WHAT YOU ARE ASKED TO DO ::
Please transcribe, exactly, the line that contains "Expected: for each instance of the brown" and every line after it to the end of the records, and nothing else.

[[ INPUT RECORDS open ]]

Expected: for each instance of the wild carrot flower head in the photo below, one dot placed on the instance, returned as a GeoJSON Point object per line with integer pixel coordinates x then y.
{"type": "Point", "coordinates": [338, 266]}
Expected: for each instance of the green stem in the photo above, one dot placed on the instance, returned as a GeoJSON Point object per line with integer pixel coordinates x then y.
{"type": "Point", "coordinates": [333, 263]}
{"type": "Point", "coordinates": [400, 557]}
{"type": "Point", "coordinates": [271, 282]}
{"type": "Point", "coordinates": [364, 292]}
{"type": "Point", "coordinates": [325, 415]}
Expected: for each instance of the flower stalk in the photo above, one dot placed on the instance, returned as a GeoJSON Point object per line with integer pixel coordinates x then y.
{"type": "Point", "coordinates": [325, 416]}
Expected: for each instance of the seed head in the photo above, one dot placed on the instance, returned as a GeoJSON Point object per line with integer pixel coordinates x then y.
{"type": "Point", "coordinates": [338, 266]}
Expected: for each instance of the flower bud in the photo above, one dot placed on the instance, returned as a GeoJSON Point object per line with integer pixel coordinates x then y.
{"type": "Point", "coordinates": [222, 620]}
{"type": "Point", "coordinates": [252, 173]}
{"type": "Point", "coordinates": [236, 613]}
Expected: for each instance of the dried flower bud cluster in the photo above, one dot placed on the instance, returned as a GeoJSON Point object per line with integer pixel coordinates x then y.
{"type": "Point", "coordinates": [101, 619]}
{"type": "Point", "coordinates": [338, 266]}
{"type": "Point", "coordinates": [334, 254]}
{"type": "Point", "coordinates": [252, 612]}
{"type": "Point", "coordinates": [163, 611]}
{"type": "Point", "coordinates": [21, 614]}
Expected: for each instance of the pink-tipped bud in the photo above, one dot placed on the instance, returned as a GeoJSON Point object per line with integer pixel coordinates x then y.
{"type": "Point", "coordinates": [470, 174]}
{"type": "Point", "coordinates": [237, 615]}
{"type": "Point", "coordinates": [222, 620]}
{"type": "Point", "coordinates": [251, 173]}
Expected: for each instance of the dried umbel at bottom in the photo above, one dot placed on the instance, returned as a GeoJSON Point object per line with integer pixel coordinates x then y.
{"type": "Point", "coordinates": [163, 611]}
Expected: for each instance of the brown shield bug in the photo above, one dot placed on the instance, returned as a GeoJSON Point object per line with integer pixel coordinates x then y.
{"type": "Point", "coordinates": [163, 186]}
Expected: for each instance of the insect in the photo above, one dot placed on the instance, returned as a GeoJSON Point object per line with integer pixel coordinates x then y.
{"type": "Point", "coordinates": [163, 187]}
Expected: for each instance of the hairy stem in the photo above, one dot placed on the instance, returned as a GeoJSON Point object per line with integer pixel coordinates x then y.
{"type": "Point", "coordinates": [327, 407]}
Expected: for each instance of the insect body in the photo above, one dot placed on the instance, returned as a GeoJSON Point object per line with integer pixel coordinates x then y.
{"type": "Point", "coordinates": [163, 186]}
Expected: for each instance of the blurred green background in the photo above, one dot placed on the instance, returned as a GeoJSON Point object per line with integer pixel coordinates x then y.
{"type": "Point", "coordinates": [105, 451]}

[[ INPUT RECORDS closed ]]

WRITTEN SOLUTION ::
Expected: for each instance of the brown shield bug in the photo above, one dot placed on the instance, returned as a GeoJSON Point object per line with integer pixel coordinates x then y.
{"type": "Point", "coordinates": [163, 186]}
Expected: for each instance of the insect in the photo above, one dot placed on the instance, returned as a GeoJSON Point object per line with integer pixel coordinates x then y.
{"type": "Point", "coordinates": [163, 187]}
Expected: for each instance of the hairy stem in the photo above, one dot placed on the instance, returned as a GeoJSON Point object per line with integer pixel coordinates x then y.
{"type": "Point", "coordinates": [327, 407]}
Expected: for each instance of the insect body in the photo above, one dot placed on the instance, returned as a GeoJSON Point object per line with integer pixel coordinates x then y.
{"type": "Point", "coordinates": [163, 186]}
Expected: for each instance of the blurred green background in the photo above, one dot placed on the instance, returned as a GeoJSON Point object per line with integer pixel coordinates x then y.
{"type": "Point", "coordinates": [105, 451]}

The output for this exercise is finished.